[Collected data entries]
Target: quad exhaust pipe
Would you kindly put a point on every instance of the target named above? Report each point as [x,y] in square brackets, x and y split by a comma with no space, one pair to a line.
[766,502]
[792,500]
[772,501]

* WORK TO COMPLETE:
Turn all of the material above into a two-column CSV with the headers text and answer. Give each text and its answer their own row, put each in a quoted field, and replace line breaks with spaces.

* RESULT:
text,answer
"Target: quad exhaust pipe Would you kindly put a point on every instance of the target named above? Report each point as [x,y] in square brackets, x and y split by a comma with no space, one pair to a line.","[766,502] [792,500] [772,501]"